- **OBJECTIVE**
Can you copy everything in the data below, from the line containing "Each instance of the brown" down to the line containing "[[222, 74]]", with both of those lines included?

- **DATA FOR THIS TASK**
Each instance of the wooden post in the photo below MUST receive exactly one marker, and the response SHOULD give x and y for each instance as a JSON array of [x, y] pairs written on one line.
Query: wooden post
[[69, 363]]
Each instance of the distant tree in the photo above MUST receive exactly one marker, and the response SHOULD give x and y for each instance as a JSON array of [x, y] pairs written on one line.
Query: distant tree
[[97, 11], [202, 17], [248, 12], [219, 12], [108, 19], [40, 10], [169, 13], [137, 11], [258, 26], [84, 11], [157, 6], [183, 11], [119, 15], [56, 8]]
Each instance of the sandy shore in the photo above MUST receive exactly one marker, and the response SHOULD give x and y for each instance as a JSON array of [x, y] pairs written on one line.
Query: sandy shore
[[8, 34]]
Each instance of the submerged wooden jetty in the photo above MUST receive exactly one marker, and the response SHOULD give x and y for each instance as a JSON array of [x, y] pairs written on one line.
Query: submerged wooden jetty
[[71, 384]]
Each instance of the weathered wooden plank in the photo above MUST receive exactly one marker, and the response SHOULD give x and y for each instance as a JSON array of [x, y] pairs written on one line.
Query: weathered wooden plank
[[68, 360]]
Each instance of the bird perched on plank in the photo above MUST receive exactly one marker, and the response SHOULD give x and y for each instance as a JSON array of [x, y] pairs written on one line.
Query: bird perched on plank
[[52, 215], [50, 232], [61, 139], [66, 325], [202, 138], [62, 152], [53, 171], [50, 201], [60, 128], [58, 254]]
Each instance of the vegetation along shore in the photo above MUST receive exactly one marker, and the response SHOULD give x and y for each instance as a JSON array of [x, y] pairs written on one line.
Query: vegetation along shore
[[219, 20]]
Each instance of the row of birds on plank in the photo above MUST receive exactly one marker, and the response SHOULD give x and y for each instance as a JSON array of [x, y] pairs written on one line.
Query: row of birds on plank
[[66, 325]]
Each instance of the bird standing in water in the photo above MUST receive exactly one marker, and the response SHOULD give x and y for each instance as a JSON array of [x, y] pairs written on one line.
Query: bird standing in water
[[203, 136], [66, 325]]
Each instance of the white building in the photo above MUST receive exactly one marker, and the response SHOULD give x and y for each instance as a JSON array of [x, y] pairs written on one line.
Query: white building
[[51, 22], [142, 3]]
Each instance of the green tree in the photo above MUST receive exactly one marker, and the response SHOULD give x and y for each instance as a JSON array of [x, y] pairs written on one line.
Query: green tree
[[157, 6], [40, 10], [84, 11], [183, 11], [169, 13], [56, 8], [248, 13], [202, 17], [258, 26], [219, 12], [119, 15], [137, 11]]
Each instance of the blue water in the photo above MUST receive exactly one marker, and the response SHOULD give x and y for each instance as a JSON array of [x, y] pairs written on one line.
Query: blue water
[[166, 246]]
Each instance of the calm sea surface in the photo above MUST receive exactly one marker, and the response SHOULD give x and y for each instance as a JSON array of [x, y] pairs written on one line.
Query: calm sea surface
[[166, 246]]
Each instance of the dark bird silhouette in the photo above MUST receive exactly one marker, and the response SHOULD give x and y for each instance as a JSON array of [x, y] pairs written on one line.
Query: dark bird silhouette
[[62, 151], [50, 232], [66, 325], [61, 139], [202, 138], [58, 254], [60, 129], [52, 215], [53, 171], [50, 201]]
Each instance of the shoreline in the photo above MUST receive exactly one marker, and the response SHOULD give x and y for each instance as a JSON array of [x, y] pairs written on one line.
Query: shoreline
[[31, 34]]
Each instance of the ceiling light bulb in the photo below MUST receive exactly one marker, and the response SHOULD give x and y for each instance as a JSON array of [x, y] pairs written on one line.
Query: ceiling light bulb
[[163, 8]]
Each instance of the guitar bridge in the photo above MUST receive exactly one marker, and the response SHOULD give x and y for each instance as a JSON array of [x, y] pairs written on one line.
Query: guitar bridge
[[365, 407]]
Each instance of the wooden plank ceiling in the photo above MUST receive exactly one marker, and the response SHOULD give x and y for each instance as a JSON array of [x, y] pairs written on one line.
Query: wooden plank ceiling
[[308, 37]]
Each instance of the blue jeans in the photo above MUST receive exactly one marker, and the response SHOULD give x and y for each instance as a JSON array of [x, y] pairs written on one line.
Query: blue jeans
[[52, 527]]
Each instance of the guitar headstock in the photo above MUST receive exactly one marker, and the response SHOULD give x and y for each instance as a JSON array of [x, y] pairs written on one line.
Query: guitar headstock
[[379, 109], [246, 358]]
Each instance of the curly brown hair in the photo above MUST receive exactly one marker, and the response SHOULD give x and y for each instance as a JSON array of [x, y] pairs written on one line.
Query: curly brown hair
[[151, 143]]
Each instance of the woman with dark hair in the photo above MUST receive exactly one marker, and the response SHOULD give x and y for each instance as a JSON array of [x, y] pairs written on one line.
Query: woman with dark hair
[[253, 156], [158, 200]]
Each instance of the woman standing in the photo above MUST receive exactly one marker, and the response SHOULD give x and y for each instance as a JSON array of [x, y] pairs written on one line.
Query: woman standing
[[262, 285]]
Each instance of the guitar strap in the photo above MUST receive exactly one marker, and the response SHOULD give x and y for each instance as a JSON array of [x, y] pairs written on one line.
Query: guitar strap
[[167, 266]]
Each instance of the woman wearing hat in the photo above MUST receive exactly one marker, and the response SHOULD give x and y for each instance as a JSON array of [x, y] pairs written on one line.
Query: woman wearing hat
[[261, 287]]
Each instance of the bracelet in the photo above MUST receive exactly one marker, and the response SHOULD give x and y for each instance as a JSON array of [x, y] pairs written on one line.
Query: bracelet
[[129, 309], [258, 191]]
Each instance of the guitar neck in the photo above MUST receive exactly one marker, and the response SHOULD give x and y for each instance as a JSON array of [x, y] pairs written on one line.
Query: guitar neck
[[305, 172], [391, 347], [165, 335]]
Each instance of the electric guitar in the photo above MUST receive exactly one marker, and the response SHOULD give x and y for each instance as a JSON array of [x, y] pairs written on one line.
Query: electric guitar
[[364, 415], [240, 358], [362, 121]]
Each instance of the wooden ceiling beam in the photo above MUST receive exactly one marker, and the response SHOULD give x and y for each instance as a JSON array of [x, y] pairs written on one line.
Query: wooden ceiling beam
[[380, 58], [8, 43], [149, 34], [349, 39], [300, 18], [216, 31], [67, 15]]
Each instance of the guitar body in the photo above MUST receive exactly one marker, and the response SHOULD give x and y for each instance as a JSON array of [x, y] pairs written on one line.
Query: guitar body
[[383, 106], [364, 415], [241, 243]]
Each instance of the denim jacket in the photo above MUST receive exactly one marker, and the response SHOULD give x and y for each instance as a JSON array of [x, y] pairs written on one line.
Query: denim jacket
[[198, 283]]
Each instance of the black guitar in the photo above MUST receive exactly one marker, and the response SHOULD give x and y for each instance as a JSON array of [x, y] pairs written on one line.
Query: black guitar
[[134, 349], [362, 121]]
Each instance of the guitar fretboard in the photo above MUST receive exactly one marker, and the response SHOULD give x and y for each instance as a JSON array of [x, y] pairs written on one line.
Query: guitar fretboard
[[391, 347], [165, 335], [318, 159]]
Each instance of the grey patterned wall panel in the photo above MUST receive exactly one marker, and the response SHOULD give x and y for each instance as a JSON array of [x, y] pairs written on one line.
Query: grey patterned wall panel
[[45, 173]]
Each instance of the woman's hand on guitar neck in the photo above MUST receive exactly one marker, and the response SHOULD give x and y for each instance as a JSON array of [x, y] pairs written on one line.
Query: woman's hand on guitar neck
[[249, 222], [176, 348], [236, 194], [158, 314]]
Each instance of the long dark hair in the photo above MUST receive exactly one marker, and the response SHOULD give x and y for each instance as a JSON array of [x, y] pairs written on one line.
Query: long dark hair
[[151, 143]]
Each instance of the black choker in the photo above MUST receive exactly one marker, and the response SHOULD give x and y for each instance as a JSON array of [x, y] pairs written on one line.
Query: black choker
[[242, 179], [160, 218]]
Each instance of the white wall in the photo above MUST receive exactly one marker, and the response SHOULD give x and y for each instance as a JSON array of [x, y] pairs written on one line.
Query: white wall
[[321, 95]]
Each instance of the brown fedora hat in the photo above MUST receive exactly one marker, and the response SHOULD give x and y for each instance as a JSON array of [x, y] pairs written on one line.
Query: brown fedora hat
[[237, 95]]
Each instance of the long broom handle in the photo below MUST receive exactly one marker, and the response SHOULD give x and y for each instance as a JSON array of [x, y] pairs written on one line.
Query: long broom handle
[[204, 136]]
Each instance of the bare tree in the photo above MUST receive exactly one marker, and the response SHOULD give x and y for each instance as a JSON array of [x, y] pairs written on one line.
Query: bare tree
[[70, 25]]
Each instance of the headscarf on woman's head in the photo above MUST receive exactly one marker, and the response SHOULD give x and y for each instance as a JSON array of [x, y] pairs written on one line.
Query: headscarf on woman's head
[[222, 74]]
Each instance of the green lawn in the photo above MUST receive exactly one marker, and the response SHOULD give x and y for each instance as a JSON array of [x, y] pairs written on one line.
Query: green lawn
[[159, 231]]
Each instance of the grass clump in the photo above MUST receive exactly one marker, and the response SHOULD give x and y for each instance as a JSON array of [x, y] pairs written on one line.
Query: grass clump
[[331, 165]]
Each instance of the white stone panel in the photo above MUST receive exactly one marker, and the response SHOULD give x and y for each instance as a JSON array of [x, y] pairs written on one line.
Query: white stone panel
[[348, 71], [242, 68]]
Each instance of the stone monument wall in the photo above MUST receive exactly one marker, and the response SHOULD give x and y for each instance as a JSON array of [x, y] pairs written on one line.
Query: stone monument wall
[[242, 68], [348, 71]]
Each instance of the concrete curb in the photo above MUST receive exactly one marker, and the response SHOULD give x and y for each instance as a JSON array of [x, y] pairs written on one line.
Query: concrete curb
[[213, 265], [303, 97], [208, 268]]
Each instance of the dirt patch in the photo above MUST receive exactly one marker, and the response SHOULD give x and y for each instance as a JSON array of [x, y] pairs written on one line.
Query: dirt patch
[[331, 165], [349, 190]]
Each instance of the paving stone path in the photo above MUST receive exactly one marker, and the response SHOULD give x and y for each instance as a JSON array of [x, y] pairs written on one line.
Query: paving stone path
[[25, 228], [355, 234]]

- **OUTPUT**
Each instance of the brown fedora hat in the photo above MUST receive exactly one marker, and the response SHOULD give x and y for each instance as a JSON array of [x, y] pairs written on one line.
Query: brown fedora hat
[[237, 95]]
Each instance of the long broom handle in the photo below MUST receive exactly one marker, and the response SHOULD give x and y for each instance as a JSON array of [x, y] pairs written on one line.
Query: long broom handle
[[204, 136]]
Each instance of the bare tree in the photo above MUST receive exactly one marker, and the response SHOULD give x and y for each instance as a JSON array of [x, y] pairs written on one line.
Query: bare tree
[[70, 25]]
Each instance of the headscarf on woman's head in the photo above MUST receive exactly one marker, and the response SHOULD give x and y for each instance as a JSON array of [x, y] pairs written on one line.
Query: headscarf on woman's head
[[222, 74]]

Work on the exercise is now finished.